Your response should be the lines from the one holding "label the woman's face, a point per instance." to the last line of the data below, copied exactly and with no additions.

(Beginning of PROVIDED ENTRIES)

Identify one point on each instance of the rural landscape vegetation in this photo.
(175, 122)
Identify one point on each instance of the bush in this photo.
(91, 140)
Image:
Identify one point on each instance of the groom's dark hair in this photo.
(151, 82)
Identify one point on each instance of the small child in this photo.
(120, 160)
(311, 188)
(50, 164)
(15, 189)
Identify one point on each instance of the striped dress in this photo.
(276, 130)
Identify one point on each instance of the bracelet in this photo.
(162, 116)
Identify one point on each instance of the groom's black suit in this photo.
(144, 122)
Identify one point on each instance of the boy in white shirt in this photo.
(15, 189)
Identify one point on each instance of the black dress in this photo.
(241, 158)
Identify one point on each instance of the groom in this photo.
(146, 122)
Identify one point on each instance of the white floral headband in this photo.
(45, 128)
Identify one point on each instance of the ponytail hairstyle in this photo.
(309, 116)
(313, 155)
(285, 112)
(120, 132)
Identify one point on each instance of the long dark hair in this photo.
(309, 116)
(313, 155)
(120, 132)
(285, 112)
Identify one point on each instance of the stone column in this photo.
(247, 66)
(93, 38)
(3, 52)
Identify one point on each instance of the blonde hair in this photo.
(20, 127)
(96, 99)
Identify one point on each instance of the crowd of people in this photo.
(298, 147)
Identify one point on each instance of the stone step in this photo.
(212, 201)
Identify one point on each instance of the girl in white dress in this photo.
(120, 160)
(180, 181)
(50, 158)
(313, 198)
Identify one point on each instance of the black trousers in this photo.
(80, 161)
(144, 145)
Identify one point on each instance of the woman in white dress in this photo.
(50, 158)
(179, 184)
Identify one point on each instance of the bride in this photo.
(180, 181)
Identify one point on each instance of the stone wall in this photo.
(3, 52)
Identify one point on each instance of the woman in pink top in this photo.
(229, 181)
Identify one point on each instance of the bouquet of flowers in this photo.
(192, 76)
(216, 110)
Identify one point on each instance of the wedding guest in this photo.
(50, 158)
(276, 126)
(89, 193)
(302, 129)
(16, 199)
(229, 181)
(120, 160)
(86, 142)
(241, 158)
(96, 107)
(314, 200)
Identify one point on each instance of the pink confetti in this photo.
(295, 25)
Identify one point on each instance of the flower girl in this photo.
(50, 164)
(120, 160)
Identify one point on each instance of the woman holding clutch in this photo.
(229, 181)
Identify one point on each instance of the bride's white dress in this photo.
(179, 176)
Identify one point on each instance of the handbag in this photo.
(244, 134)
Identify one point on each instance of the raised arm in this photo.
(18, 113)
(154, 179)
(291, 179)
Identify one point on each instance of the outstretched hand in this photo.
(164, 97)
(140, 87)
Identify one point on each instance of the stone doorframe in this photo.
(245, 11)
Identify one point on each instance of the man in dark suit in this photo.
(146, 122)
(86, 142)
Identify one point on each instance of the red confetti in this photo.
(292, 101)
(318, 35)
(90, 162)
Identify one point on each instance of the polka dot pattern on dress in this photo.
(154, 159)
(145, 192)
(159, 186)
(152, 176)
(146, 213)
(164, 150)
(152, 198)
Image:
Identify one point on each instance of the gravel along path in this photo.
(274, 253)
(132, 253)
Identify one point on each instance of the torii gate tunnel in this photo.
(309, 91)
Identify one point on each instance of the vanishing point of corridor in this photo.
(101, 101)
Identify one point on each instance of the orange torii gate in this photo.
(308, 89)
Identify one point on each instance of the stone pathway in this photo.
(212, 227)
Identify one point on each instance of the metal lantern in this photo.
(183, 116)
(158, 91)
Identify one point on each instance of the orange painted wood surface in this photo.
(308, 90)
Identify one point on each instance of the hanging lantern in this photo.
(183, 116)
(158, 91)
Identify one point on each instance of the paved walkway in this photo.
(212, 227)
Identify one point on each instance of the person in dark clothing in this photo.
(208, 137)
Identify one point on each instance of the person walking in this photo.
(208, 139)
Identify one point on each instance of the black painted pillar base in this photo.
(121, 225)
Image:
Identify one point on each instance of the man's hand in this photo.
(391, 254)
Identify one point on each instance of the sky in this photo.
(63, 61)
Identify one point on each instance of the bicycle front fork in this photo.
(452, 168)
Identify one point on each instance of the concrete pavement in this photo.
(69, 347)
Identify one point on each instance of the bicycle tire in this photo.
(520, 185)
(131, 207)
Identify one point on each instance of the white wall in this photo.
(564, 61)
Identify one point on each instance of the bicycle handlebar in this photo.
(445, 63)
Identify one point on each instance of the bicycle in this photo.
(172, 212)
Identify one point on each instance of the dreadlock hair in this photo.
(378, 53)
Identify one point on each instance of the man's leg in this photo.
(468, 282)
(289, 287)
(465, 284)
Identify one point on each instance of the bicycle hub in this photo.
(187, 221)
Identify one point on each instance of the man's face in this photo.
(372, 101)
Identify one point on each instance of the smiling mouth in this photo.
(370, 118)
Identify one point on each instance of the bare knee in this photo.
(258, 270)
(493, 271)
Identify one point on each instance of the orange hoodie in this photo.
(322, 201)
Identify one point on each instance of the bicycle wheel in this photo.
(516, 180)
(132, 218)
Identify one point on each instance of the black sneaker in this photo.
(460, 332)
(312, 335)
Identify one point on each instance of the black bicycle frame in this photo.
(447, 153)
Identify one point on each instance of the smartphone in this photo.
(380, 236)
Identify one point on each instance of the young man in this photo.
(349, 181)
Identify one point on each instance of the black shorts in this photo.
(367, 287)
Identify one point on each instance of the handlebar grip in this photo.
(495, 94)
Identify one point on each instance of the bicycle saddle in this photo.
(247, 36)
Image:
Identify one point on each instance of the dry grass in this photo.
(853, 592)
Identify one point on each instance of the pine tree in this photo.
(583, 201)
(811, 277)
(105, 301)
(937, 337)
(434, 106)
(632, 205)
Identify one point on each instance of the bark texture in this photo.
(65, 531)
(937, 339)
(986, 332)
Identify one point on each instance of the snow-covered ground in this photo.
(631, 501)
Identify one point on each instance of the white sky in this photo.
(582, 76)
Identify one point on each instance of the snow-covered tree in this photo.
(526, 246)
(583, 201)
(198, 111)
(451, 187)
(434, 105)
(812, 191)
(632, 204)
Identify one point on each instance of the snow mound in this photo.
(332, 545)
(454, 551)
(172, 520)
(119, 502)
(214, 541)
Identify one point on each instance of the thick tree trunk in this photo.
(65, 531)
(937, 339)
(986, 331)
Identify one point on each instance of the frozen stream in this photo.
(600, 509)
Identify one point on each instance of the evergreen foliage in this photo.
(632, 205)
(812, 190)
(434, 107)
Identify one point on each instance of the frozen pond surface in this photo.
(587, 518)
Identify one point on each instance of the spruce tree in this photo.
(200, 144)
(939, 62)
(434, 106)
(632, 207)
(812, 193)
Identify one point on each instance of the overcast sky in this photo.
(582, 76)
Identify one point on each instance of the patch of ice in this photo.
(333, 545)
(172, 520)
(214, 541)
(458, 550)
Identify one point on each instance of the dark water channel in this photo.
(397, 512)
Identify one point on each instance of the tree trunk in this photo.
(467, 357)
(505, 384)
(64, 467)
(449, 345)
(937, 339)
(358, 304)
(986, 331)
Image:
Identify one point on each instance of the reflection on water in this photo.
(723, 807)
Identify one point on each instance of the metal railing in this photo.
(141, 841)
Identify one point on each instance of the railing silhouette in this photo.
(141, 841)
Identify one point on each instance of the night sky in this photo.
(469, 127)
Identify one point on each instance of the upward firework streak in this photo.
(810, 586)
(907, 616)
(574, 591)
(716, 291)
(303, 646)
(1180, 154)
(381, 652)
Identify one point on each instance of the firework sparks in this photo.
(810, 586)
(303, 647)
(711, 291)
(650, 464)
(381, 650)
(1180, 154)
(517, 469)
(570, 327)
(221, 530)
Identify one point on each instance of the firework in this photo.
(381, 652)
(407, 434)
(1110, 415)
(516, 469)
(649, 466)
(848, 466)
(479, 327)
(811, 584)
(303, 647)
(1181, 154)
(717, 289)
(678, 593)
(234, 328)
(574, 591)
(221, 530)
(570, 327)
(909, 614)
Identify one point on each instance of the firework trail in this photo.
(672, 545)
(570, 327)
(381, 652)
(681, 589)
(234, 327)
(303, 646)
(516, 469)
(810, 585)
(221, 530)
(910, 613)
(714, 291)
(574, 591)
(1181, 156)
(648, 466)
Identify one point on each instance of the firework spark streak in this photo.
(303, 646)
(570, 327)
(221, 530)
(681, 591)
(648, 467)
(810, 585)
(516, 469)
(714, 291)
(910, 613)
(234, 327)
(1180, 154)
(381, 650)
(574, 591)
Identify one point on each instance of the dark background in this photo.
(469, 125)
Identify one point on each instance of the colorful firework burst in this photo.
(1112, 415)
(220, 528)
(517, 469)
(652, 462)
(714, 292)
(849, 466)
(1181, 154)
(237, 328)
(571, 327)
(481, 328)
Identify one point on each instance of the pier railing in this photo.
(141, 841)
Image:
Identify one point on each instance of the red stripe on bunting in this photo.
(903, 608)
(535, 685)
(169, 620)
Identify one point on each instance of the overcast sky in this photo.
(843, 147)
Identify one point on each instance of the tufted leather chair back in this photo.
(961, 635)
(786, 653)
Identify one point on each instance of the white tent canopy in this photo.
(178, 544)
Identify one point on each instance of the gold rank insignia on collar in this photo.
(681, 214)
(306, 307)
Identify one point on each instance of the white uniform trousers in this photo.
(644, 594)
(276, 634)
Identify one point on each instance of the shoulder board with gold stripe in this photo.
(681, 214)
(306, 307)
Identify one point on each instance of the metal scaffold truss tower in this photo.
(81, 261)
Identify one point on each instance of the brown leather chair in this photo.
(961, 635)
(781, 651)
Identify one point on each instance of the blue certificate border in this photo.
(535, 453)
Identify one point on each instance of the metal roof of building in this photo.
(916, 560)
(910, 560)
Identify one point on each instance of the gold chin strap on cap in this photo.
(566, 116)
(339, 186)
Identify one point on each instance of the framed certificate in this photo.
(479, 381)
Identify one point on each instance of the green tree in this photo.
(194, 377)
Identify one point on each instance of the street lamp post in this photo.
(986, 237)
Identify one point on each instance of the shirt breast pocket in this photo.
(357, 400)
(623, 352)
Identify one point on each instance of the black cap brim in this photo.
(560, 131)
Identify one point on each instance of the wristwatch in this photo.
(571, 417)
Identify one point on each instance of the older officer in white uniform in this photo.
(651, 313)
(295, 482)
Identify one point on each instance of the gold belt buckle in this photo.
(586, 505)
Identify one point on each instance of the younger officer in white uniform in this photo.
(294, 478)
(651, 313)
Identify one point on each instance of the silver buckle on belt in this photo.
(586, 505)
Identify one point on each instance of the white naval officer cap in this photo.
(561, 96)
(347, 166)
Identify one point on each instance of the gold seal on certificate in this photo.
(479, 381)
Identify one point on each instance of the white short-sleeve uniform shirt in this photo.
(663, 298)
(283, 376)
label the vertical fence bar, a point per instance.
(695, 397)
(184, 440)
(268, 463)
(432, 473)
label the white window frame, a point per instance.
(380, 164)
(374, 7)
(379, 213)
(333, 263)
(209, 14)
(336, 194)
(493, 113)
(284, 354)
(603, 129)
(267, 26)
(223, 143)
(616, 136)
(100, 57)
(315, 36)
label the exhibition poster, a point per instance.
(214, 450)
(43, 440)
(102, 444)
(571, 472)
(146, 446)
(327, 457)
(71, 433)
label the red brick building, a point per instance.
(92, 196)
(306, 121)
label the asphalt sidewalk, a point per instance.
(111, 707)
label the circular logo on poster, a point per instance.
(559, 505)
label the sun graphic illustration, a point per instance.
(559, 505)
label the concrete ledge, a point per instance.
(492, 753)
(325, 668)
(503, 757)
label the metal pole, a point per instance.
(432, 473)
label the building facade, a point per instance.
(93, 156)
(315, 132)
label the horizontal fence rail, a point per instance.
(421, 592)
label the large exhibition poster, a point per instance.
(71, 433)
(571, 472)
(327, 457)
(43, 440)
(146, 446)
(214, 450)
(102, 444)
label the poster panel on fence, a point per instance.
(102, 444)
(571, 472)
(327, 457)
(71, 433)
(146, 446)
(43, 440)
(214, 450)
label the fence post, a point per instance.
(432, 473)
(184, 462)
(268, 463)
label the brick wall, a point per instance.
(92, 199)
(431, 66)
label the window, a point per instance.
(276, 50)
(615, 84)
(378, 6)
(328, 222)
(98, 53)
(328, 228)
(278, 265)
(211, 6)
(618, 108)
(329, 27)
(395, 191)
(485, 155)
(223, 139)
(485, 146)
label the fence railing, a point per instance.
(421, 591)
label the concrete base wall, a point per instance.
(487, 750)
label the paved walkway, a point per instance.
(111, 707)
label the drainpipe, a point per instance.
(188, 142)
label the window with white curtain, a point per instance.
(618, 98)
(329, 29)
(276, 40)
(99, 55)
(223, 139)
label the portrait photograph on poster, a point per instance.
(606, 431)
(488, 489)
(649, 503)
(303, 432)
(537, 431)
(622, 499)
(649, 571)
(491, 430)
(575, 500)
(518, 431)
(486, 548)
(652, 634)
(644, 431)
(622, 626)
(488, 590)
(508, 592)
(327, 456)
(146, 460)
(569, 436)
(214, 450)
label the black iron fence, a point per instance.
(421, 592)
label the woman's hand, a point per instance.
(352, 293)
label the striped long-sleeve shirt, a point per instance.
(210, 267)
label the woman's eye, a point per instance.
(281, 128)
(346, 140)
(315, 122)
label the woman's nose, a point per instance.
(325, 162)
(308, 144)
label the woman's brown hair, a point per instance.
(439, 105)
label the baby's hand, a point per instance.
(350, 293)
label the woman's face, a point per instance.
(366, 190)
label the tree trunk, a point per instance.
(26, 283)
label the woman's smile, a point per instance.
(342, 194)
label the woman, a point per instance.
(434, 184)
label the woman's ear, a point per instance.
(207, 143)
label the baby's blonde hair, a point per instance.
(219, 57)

(End of PROVIDED ENTRIES)

> **COMPLETED EXERCISE**:
label the woman's face, a point per instance.
(366, 190)
label the tree trunk, a point per instance.
(26, 283)
label the woman's smile, a point per instance.
(342, 194)
label the woman, a point per instance.
(434, 184)
label the woman's ear, a point per instance.
(207, 143)
label the baby's blonde hair, a point per instance.
(219, 57)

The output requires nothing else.